Problems to work on:
(a) Return the stretch of the court opinion from "From Casetext: Smarter" through "November 30, 1949.".
(b) Translate this sentence from the court opinion into Spanish: "The plaintiff commenced an action against the said company and the People of the State of New York to bar claims, pursuant to the provisions of article 15 of the Real Property Law."
(c) Write what comes next in the court opinion, starting after its last sentence.

##### Source extract #####

From Casetext: Smarter Legal Research

Loening v. Red Spring Land Co.

Supreme Court, Special Term, Nassau County
Nov 30, 1949
198 Misc. 151 (N.Y. Sup. Ct. 1949)

Opinion

November 30, 1949.

Charles A. Ellis, David C. Bennett, Lewis F.X. Cotignola and Nathaniel A. Kahn for plaintiff.

James H. Black and Harold E. Herrick for intervener, defendant.


The plaintiff is the owner of three parcels of land situated in Glen Cove, Nassau County, New York, which he acquired on August 5, 1943, under deeds of conveyance executed by the commissioner of finance of the City of Glen Cove. Each of said parcels had been sold to the plaintiff at public auction, held on June 14, 1941, for unpaid taxes for the year 1939, which were assessed to the original owner, Red Spring Land Company, hereinafter referred to as the company. The plaintiff commenced an action against the said company and the People of the State of New York to bar claims, pursuant to the provisions of article 15 of the Real Property Law. Margaret Powers Bucknall, hereinafter referred to as the intervener was, by an order dated June 7, 1947, granted leave to intervene.

##### Provided information #####

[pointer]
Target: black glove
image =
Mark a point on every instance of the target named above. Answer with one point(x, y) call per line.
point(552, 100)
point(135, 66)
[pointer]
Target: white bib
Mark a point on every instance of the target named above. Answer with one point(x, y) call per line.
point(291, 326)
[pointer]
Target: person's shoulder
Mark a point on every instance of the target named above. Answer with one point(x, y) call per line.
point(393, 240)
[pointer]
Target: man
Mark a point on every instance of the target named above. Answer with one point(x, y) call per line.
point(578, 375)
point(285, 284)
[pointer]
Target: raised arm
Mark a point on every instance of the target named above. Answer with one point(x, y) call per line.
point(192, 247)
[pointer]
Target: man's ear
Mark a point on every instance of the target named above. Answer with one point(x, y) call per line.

#####

The results:
(a)
From Casetext: Smarter Legal Research

Loening v. Red Spring Land Co.

Supreme Court, Special Term, Nassau County
Nov 30, 1949
198 Misc. 151 (N.Y. Sup. Ct. 1949)

Opinion

November 30, 1949.

(b) El demandante inició una acción contra dicha compañía y el Pueblo del Estado de Nueva York para extinguir reclamaciones, conforme a las disposiciones del artículo 15 de la Ley de Bienes Inmuebles.

(c)
The original defendants having defaulted, the plaintiff amended his complaint by adding a second cause of action for a judgment declaring that the defendants have no estate right or interest whatsoever in plaintiff's land, which includes beach or waterfront property on Long Island Sound. The intervener served an answer to said amended complaint in which she asserted that the real property of which plaintiff claims to be the sole owner in fee is now, and was for many years prior to the deeds of conveyance to him, subject to "a perpetual right or easement * * * to walk, ride or drive over and otherwise enjoy the roads, drives and public grounds which have been or which may hereafter be established * * * and the right to walk upon, to use for boating and bathing purposes, and otherwise to enjoy the beach or waterfront of the tract upon Long Island Sound and Hempstead Bay, reasonably and with due regard to the rights of others, * * *" in favor of certain described property owned by her, and that "any title to the property which the plaintiff might have is subject to the aforesaid rights, easements and privileges of the intervenor." The case was tried upon the issues presented by the last-mentioned pleadings, and stripped of all collateral matter, the question to be determined herein is what rights of the intervener, if any, in the lands of the plaintiff here involved, survived the delivery of the tax deeds mentioned above.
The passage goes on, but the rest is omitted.